### Extrait de page
MARTIN
NIEMÖLLER
6. - « J'EN PARLERAI A
MA
PAROISSE »
Quiconque a téléphoné
à Niemöller connaît cette
phrase.
Qu'il s'agisse de nouveaux desseins de
l'adversaire, dont quelqu'un a eu vent et qu'on
veut lui communiquer confidentiellement, ou d'une
nouvelle atteinte à la liberté de
l'Eglise, dont il est dangereux de parler,
sitôt que le fait est confirmé et
qu'un danger menace l'Eglise, Niemöller ne
connaît qu'une ressource :
- Dimanche je dirai à mes paroissiens
du haut de la chaire : telle chose se passe,
voici ce que nous avons à faire.
Là où d'autres se demandent en
hésitant si cela est sage et si le moment
est opportun, - l'argument classique pour toutes
les occasions manquées dans l'histoire de
l'Eglise - Niemöller estime que le premier
devoir de son ministère est de dire
ouvertement la vérité, car elle ne
peut être nuisible à la paroisse.
Toute « confidence »
diplomatique lui répugne, lorsqu'il s'agit
de la lutte pour la cause. De même les
égards pour son intérêt
personnel ne pourraient jamais le décider
à se taire. Par contre, celui qui lui parle
d'homme à homme, d'ami à ami, peut
être aussi sûr de sa discrétion
que n'importe quel fidèle sait pouvoir
compter de la part de son pasteur sur le respect du
secret professionnel.

### Consigne A
Relevez chacune des lignes où figure la chaîne "yellow".
L'extrait et les lignes proviennent de sources distinctes.

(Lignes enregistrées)

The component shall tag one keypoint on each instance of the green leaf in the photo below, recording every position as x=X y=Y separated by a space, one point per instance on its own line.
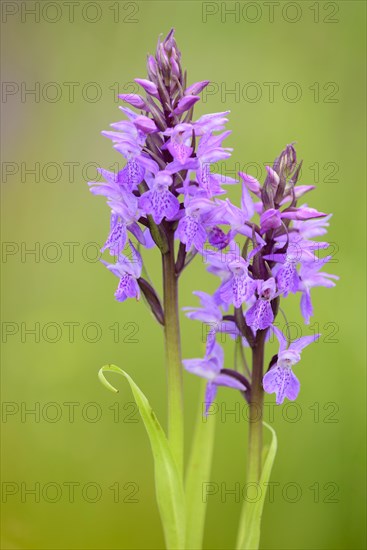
x=250 y=522
x=169 y=488
x=198 y=473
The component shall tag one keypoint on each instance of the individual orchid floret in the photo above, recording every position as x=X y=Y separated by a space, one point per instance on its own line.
x=128 y=270
x=239 y=287
x=211 y=368
x=260 y=316
x=280 y=379
x=179 y=143
x=159 y=201
x=192 y=227
x=211 y=315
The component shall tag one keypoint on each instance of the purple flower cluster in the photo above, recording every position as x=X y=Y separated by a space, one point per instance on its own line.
x=167 y=190
x=167 y=184
x=279 y=256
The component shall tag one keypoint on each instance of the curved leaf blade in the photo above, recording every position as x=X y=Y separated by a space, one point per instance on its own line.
x=169 y=488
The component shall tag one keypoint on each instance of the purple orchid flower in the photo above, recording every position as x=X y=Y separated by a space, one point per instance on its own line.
x=211 y=368
x=210 y=314
x=260 y=316
x=192 y=227
x=159 y=201
x=128 y=270
x=280 y=379
x=239 y=287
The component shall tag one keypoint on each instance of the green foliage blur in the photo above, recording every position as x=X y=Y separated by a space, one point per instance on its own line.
x=292 y=73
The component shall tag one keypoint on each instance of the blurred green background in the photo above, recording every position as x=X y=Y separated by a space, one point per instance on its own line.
x=101 y=449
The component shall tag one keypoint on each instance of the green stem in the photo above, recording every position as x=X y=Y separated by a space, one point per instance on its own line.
x=173 y=355
x=255 y=443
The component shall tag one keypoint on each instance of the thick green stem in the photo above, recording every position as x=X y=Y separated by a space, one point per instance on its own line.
x=173 y=355
x=255 y=443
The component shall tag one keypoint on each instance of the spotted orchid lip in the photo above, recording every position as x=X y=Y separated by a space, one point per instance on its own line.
x=168 y=194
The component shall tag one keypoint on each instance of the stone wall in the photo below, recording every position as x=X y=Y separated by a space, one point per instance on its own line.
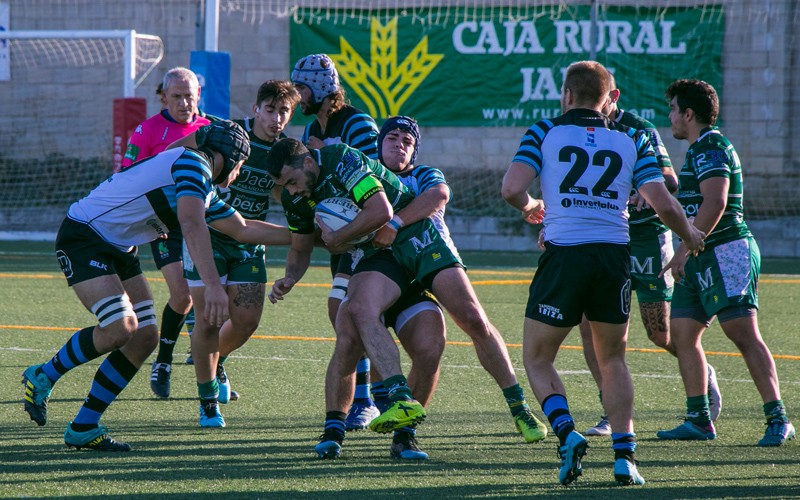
x=760 y=60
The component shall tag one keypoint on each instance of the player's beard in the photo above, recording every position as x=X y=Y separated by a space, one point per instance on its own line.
x=311 y=177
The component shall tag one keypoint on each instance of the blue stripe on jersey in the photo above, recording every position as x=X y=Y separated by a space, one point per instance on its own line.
x=159 y=200
x=422 y=178
x=192 y=175
x=530 y=148
x=361 y=132
x=646 y=168
x=218 y=209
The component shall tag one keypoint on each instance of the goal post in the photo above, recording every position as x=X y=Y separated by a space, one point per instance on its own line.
x=58 y=132
x=129 y=38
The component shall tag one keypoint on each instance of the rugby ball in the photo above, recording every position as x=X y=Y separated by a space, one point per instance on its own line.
x=337 y=213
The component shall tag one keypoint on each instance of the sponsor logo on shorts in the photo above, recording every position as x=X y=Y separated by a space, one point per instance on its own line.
x=64 y=263
x=596 y=204
x=705 y=280
x=550 y=311
x=98 y=265
x=625 y=298
x=420 y=244
x=154 y=223
x=163 y=249
x=645 y=267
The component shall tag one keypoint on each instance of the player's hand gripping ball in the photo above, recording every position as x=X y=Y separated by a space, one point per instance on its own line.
x=337 y=213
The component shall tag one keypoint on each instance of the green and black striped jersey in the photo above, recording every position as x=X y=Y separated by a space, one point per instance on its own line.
x=645 y=223
x=344 y=172
x=713 y=155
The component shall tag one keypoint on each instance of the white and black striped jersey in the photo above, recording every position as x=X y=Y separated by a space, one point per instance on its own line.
x=139 y=204
x=587 y=165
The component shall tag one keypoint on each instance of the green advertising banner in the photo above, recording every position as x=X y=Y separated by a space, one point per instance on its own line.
x=506 y=69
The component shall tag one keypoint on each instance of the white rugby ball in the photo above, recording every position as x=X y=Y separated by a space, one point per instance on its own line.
x=337 y=213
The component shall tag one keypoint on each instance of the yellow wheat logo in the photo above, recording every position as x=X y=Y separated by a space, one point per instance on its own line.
x=384 y=85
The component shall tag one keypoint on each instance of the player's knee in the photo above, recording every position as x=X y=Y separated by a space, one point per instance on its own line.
x=181 y=302
x=659 y=338
x=361 y=313
x=476 y=324
x=116 y=318
x=427 y=357
x=244 y=326
x=147 y=324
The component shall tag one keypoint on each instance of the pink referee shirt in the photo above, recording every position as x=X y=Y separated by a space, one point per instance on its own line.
x=153 y=135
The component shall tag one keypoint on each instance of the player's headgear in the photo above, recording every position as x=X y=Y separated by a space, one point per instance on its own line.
x=318 y=73
x=226 y=138
x=405 y=123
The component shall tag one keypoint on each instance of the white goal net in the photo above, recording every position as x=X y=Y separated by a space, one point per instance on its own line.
x=55 y=145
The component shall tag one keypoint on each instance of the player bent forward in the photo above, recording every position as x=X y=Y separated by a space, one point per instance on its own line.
x=96 y=248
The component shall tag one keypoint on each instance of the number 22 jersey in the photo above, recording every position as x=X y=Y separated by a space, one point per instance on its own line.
x=587 y=165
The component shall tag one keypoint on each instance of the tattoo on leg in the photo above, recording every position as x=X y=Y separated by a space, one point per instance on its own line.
x=655 y=316
x=249 y=296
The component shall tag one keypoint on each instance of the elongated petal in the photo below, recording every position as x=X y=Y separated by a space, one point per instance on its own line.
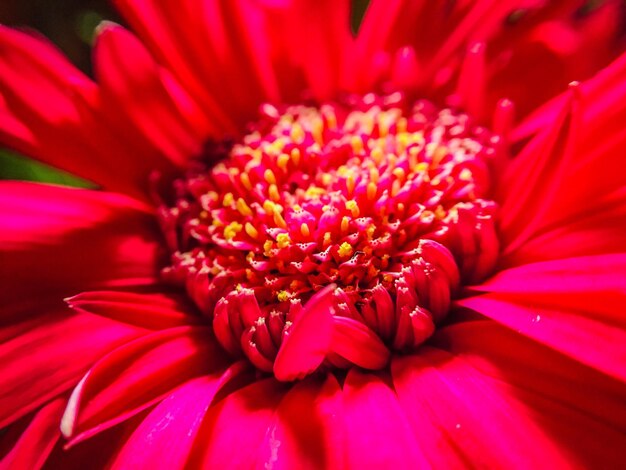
x=378 y=434
x=571 y=305
x=579 y=409
x=165 y=437
x=136 y=376
x=51 y=111
x=48 y=235
x=151 y=311
x=38 y=439
x=47 y=354
x=131 y=79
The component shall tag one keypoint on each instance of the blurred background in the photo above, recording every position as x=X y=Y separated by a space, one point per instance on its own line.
x=70 y=25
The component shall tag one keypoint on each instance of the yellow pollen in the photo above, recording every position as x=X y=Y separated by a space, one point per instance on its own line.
x=345 y=250
x=279 y=221
x=372 y=189
x=228 y=200
x=395 y=188
x=345 y=224
x=350 y=184
x=327 y=239
x=295 y=156
x=439 y=154
x=245 y=181
x=318 y=130
x=465 y=175
x=282 y=161
x=231 y=230
x=250 y=230
x=377 y=155
x=273 y=193
x=331 y=118
x=297 y=133
x=357 y=144
x=269 y=176
x=401 y=125
x=374 y=175
x=399 y=173
x=353 y=207
x=283 y=240
x=243 y=208
x=304 y=229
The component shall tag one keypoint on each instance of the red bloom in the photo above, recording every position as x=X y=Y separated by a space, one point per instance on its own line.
x=397 y=272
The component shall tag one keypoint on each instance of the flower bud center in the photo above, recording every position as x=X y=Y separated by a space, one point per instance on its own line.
x=384 y=200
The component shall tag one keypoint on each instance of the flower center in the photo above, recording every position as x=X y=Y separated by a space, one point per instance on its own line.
x=382 y=199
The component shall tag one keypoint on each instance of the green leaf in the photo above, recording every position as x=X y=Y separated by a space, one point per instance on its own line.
x=17 y=167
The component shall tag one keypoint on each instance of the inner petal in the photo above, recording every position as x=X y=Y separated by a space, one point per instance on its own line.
x=384 y=199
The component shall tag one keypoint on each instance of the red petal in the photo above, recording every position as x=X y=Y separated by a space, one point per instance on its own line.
x=464 y=420
x=61 y=346
x=61 y=241
x=150 y=311
x=165 y=437
x=378 y=434
x=69 y=131
x=38 y=439
x=574 y=306
x=579 y=409
x=136 y=376
x=306 y=344
x=234 y=429
x=131 y=79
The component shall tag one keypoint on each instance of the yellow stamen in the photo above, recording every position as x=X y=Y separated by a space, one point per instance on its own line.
x=283 y=240
x=353 y=207
x=250 y=230
x=345 y=250
x=228 y=200
x=372 y=189
x=269 y=176
x=282 y=161
x=243 y=208
x=357 y=144
x=245 y=181
x=279 y=221
x=273 y=193
x=295 y=156
x=297 y=133
x=231 y=230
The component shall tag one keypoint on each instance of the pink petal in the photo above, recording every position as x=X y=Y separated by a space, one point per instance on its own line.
x=38 y=439
x=261 y=426
x=579 y=409
x=151 y=311
x=234 y=429
x=572 y=305
x=136 y=376
x=131 y=79
x=463 y=420
x=47 y=354
x=378 y=434
x=165 y=437
x=70 y=131
x=306 y=344
x=61 y=241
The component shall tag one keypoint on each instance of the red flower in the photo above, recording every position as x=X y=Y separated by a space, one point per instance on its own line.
x=395 y=273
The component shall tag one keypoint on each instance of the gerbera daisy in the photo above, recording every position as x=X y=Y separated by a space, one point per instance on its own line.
x=402 y=248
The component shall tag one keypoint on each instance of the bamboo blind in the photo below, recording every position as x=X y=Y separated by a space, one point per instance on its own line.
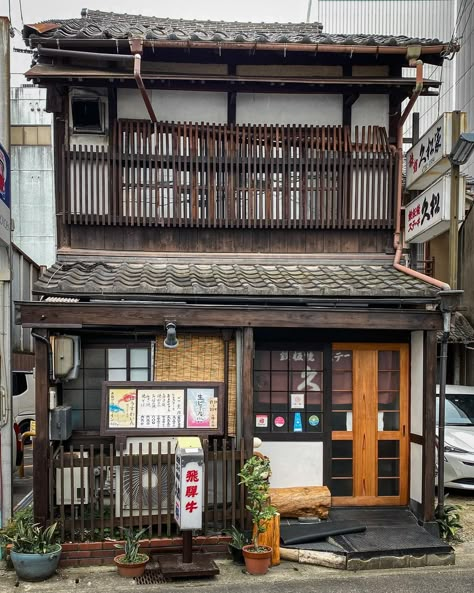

### Consigne B
D'après l'extrait, quel est pour Niemöller le premier devoir de son ministère ?

### Réponse complète A
The component shall tag one keypoint on each instance of the yellow wheat logo in the photo above, recording every position as x=X y=Y separated by a space, one point per instance on its own line.
The component shall tag one keypoint on each instance of the yellow pollen in the photo above, recording every position as x=X y=Y separated by a space, one point per instance on its own line.
The component shall tag one keypoint on each instance of the yellow stamen in the photo above, recording every position as x=X y=Y separated by a space, one point per instance on its own line.

### Réponse complète B
Dire ouvertement la vérité, car elle ne peut être nuisible à la paroisse.